Work to be completed: Please rewrite the data from the line that contains "Reviewer note: check that every instance of the dark" through the end of the data, keeping every line, with each coordinate scaled by 2.25 and rounded to a whole number, halves rounded up. Leave all other text unchanged.
════════
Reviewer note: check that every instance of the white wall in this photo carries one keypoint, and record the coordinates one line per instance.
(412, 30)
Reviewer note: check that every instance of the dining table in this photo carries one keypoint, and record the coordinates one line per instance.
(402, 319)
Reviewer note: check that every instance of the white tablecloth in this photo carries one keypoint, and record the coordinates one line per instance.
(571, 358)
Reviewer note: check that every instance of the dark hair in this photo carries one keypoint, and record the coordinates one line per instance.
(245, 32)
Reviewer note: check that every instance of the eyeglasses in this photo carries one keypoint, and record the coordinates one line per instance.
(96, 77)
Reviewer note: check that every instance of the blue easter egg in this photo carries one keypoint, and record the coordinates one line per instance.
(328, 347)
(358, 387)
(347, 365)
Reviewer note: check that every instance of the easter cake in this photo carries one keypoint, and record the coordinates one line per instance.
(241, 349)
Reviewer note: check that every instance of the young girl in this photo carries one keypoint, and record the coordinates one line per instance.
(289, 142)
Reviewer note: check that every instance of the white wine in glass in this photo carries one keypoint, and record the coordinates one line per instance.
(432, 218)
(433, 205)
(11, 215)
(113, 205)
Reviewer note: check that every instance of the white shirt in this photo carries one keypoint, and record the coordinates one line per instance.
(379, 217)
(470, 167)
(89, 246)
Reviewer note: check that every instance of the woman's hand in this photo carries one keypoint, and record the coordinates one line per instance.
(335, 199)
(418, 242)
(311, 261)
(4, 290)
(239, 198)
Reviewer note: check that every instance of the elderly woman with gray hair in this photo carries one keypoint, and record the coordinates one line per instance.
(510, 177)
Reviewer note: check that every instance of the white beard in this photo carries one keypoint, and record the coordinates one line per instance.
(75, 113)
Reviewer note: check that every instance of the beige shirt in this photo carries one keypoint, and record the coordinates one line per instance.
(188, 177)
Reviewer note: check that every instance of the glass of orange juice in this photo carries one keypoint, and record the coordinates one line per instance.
════════
Response:
Reviewer note: check that every instance of the dark hair in this photo carries one keypoint, and record the coordinates one line per instance.
(551, 72)
Reviewer note: check that every instance of the eyeglasses in this photo carries one keypoint, and record the coordinates one line per instance.
(216, 173)
Reviewer note: check that every instance of the blue easter egg in this photo carries one keypoint, and record the coordinates one line per instance.
(738, 781)
(806, 871)
(781, 821)
Reviewer note: check that every instance of the easter cake in this photo carries one keypoint, and record the coordinates one line per instance.
(542, 785)
Reviewer note: check that every instance of the young girl in this photo carries one keypoint, and record the coordinates one line per instance.
(650, 320)
Reviewer note: check that every instance of the white wine in glass in this photo carries one keypoint, and record the coordinates one line per instance.
(972, 491)
(974, 461)
(25, 484)
(254, 461)
Reviewer note: check that every instance of the white shirt in this photo carries one keypoint, and record the coordinates one line per instance.
(853, 488)
(1058, 376)
(200, 554)
Reviewer note: check that every instance of the woman's hand in this photo carries one keypoint, and record the coordinates one line per instance.
(754, 448)
(941, 545)
(700, 587)
(9, 653)
(538, 446)
Reviewer note: check that every instance of the elderly woman with gray hair in this photo carries one keypoint, and record the coordinates one line per instance.
(1148, 398)
Reviewer note: check that every instance of the white beard in this photo carries one keypoint, and record the coordinates one line per instance.
(169, 254)
Reviewer note: check that every instance of the beige shirt in this photo carries one keypoint, and record the coordinates one line per instance.
(423, 398)
Reviewer note: check that every instance of the glass of orange juice in this photo carries one keypoint, and record the coordinates one line per instance.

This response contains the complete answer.